Work instructions =
**1.** Can you translate this sentence from the essential workers text below into Spanish: "Yet, these same Essential Service Workers are denied or refused proper gear to protect themselves."
**2.** Could you pick up the essential workers text below after its final sentence and continue it in the same voice?

Selected excerpt =
*****

Essential Service Workers, doctors or teachers, or nurses or transportation workers or grocery employees, are all forced or required or strongly encouraged to keep society afloat, while the rest of the population hunkers down. Yet, these same Essential Service Workers are denied or refused proper gear to protect themselves. In some states, it has even gone so far that retired health care workers are being pushed to return to work. Retired health care workers, whom I might add, are in exactly the group most at risk of having fatal consequences if infected.

Statistical analysis out of hard-hit Italy seems to suggest that continued exposure to the virus might even raise the risk of dire complications. But do any of these ”essential” people receive proper protection to do their job? No, largely they don’t. The free market has run out of essential protection, so there’s none to be had without paying ”too much” for it. Doctors and nurses recycle one-time-use masks, or go without, wearing the same depleted protective gear for days, weeks, months. Work until exhaustion clocks them out, cowering in corners or stacked together on any flat surface theyr can find. And that’s just for the health care workers. All the other essentials? They’re left to wrapping their faces with scarves, or stuck with depleting bottles of hand sanitizers.

*****

Information =
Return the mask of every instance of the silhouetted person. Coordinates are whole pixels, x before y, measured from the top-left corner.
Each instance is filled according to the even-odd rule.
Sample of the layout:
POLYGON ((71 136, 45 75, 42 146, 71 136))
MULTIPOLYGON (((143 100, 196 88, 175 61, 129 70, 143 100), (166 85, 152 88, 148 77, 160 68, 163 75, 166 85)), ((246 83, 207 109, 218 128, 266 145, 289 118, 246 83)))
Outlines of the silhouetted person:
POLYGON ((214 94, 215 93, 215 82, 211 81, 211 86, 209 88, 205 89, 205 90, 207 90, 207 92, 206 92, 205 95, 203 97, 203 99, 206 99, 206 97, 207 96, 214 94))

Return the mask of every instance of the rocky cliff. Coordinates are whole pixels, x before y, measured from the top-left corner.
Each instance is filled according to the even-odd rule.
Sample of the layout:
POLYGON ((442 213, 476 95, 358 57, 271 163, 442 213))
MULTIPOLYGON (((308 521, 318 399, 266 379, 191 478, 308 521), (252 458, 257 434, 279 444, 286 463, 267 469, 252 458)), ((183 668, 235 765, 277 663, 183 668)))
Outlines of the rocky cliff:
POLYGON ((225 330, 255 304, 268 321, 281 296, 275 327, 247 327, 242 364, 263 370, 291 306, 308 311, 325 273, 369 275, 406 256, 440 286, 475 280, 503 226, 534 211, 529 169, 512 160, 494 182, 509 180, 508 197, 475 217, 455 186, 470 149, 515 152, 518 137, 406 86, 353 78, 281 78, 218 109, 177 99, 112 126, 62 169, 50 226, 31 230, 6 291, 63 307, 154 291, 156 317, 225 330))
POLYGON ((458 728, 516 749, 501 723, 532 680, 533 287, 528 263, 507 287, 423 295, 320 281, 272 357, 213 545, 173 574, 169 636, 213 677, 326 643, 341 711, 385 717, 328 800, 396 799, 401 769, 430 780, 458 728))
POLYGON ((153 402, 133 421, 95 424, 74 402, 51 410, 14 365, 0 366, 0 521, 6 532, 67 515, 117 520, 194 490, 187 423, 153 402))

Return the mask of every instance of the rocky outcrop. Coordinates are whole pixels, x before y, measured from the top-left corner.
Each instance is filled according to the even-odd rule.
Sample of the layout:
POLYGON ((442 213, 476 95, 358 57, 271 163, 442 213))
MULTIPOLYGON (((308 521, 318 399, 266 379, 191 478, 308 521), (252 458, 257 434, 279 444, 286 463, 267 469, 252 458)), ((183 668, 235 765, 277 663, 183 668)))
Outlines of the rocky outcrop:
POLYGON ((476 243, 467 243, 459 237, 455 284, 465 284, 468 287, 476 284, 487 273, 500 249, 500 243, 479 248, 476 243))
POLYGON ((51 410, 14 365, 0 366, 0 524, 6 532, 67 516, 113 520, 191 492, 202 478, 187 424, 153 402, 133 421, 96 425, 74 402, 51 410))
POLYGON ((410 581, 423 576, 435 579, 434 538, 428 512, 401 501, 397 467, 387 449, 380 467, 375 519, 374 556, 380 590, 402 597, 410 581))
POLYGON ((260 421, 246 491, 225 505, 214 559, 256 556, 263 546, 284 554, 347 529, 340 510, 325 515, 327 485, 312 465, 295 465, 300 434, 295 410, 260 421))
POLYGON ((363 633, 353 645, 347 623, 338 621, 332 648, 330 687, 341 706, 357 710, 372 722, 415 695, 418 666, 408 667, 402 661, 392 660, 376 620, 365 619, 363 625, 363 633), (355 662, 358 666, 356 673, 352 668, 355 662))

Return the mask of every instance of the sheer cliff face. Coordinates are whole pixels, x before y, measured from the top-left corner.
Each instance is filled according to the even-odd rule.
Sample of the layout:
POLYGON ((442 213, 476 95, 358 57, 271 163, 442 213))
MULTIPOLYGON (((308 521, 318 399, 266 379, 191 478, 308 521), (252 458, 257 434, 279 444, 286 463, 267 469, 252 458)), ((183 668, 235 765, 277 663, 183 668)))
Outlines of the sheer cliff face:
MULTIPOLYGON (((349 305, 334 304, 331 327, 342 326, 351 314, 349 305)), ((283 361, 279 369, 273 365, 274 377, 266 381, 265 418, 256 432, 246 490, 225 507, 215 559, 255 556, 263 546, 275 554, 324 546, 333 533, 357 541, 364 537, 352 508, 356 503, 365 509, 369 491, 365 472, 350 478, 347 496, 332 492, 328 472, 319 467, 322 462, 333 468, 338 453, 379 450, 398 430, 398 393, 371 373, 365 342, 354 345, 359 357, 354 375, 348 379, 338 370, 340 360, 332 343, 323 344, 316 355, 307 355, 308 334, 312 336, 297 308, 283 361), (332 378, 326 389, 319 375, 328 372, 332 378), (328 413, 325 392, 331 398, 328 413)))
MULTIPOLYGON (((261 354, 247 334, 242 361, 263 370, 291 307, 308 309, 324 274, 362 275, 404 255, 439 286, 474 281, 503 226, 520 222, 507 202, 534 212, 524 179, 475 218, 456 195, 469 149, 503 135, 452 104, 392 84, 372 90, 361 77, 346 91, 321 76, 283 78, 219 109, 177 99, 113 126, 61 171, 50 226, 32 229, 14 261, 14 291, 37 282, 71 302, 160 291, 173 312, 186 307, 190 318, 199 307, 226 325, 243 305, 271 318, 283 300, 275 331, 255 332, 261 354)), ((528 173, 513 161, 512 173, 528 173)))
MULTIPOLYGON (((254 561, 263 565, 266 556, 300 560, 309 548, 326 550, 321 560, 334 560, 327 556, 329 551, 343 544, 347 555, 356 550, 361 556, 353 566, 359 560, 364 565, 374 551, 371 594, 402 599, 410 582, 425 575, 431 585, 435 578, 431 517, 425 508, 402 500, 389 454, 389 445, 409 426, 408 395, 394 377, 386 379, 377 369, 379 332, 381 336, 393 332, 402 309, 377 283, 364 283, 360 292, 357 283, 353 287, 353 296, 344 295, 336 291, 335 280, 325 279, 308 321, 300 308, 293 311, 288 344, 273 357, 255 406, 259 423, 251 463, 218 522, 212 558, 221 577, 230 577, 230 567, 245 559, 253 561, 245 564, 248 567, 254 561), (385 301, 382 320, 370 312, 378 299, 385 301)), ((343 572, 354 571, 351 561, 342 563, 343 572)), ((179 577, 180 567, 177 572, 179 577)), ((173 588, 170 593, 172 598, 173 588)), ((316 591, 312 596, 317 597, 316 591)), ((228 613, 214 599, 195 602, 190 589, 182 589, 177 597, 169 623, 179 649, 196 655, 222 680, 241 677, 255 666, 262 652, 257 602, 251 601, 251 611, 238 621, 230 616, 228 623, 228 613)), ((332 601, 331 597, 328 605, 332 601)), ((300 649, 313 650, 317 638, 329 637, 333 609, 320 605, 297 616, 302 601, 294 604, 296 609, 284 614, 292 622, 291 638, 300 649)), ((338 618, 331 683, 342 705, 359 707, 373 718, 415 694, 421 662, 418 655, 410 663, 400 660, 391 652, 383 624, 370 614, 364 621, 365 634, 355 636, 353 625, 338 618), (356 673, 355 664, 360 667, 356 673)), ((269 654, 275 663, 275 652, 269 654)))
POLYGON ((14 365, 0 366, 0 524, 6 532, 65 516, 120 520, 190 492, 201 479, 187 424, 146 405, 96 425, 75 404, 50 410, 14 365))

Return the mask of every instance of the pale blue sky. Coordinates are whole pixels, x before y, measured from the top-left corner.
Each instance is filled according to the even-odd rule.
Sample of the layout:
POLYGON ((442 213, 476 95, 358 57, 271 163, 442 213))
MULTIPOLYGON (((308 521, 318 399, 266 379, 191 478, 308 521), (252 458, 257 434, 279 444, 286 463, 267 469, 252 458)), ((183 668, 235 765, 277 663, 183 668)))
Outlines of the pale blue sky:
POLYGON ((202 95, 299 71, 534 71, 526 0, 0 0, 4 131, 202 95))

*****

Expected results =
**1.** Sin embargo, a estos mismos Trabajadores de Servicios Esenciales se les niega o se les rehúsa el equipo adecuado para protegerse.

**2.**
It’s nice to be needed. When a government or a company for years have been undermining your sense of self worth with inhumane schedules or meagre pay, it’s nice to for once be told that life wouldn’t work without you. But do you know what’s not as nice? Be told that you’re not only essential, but also expendable. Because that’s what governments say that you are, when they push you to continue to work without providing you with other ways than isolation to protect yourself. They tell you that you’re expendable. More expendable than the non-essential business executives, lawyers, insurance salesmen, bankers, politicians, et. al., that are all oh so important to protect, shut away as they are in ivory towers to await the passing of the storm.

Because even in an equal society, some are more equal than others. And as it turns out, some people in society are more important to protect than others. Even when those ”others” are considered ”essential”.